## INSTRUCTIONS FOR THE TASK
Filter the entries below, copying every line that contains the string "clicks".

## GIVEN RECORDS
++++
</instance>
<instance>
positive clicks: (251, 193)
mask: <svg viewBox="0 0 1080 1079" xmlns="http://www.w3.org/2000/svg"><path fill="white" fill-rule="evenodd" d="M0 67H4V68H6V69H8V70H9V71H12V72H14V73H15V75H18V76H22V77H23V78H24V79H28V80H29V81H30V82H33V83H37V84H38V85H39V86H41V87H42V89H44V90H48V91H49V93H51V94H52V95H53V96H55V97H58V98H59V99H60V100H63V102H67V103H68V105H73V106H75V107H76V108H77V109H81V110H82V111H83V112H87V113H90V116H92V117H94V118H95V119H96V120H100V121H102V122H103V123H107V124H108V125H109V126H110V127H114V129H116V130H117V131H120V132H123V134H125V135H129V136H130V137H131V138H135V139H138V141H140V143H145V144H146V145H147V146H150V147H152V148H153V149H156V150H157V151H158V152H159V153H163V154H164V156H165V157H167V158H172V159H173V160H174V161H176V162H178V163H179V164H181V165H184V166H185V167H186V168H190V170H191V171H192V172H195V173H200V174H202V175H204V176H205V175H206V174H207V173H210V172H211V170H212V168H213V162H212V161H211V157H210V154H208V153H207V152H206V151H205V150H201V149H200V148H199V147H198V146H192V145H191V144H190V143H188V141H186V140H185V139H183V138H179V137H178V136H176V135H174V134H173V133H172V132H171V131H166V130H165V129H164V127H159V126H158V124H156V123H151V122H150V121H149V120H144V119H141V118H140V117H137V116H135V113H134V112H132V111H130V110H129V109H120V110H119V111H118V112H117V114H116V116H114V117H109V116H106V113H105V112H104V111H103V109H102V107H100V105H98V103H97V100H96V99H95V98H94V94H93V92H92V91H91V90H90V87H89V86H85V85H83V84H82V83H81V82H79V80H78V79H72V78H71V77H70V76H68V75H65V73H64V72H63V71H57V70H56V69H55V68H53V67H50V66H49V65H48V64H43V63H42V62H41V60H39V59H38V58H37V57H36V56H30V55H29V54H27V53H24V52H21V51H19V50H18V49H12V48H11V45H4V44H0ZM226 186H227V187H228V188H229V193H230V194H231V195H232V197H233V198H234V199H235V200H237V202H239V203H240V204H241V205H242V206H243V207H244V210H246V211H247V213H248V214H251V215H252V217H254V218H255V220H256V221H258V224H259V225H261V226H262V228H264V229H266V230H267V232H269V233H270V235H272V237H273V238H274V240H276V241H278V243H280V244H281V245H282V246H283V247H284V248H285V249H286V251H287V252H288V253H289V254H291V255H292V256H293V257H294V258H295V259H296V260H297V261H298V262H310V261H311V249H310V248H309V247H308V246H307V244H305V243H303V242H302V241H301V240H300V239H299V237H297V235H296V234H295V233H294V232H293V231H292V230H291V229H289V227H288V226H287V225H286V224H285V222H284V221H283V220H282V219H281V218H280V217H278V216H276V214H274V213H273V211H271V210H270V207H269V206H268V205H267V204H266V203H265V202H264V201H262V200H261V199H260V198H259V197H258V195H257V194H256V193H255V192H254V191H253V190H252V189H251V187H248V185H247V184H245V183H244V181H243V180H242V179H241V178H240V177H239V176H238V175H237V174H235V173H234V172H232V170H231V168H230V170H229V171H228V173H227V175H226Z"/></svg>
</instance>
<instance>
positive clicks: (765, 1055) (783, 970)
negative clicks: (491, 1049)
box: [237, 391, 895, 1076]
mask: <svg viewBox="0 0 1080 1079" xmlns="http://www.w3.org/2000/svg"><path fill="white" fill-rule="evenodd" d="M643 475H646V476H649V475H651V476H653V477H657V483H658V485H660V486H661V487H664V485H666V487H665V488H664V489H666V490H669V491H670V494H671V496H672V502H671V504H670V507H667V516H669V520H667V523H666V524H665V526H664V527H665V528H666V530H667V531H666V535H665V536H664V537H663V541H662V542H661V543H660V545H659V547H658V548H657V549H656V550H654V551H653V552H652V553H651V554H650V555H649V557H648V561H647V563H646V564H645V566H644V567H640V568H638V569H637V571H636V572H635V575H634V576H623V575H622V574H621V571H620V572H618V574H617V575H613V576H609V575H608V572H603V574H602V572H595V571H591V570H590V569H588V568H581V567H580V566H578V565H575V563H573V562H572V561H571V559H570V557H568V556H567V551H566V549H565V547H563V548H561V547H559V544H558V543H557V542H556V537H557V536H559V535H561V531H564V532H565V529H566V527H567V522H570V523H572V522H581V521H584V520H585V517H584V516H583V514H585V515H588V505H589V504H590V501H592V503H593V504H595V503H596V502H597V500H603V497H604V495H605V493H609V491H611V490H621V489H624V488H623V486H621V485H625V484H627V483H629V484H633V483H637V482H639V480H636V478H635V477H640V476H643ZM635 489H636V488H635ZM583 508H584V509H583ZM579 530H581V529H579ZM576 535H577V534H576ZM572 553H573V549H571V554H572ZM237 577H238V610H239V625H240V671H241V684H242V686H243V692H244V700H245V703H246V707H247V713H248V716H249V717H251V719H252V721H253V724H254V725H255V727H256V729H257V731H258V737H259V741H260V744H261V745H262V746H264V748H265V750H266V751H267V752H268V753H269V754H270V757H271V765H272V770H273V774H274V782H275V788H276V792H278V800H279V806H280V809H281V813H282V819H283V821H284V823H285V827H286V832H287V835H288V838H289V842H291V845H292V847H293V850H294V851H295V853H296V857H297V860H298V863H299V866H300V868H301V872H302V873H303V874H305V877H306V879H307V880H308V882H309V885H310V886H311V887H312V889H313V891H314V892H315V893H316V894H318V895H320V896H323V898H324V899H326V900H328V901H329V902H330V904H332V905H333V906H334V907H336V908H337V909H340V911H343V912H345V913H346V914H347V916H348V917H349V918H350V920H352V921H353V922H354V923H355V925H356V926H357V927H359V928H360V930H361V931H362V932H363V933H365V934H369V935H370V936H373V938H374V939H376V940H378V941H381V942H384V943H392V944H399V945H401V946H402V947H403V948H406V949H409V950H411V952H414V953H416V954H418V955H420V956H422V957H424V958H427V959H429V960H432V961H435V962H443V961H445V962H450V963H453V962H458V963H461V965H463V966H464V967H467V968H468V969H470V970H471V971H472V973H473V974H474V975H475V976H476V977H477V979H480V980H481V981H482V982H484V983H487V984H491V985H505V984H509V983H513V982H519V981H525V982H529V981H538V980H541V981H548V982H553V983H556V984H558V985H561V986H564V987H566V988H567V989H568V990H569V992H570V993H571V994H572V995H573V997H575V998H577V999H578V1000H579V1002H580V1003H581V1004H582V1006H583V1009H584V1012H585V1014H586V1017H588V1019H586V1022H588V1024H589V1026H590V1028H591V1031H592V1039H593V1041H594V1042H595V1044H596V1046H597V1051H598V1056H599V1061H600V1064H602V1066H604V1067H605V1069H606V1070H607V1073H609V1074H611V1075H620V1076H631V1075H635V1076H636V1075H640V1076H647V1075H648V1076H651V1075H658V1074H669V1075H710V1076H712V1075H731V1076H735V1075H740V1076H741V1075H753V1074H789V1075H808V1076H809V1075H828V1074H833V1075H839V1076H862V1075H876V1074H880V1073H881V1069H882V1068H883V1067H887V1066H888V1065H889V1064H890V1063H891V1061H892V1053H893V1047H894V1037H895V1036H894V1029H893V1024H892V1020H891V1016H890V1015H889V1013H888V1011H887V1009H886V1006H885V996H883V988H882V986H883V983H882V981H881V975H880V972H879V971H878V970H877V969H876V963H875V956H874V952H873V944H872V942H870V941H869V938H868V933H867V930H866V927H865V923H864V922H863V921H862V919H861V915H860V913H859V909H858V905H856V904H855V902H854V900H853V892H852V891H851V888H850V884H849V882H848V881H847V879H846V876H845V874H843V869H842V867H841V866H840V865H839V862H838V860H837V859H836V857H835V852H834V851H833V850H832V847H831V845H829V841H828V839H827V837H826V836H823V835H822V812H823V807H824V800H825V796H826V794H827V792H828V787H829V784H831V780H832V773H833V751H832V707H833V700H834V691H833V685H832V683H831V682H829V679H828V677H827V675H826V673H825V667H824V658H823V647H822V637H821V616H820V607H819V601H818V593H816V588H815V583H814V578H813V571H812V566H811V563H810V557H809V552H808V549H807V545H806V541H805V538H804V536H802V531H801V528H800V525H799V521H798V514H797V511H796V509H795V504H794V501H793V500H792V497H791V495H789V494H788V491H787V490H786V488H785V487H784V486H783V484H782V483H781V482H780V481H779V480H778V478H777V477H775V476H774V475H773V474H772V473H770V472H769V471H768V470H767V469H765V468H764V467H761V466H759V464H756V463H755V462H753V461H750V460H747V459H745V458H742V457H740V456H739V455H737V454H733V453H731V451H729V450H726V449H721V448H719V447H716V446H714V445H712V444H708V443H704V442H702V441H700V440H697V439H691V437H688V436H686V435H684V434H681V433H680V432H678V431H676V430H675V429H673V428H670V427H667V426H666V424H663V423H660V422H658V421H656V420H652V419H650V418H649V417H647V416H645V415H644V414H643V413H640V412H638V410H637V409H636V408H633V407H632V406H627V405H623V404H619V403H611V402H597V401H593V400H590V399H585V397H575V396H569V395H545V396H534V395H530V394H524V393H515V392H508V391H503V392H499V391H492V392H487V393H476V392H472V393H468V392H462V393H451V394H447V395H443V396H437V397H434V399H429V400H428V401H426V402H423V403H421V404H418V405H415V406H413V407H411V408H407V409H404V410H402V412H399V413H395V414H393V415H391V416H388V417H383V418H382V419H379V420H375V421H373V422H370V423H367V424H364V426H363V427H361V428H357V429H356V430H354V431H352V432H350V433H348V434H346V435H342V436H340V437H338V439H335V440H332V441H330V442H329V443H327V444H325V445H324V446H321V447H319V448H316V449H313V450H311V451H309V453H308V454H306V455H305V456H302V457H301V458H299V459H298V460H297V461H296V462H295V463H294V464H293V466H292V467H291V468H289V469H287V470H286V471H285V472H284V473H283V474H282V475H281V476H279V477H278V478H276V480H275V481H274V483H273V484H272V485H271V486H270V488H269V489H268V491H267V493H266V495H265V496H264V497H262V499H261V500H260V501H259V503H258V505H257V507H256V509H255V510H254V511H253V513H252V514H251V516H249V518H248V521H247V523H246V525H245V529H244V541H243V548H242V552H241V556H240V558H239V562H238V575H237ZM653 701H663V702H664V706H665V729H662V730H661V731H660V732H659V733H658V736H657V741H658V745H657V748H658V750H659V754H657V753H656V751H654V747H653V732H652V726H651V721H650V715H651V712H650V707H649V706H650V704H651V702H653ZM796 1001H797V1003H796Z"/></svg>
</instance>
++++
## ANSWER SECTION
positive clicks: (251, 193)
positive clicks: (765, 1055) (783, 970)
negative clicks: (491, 1049)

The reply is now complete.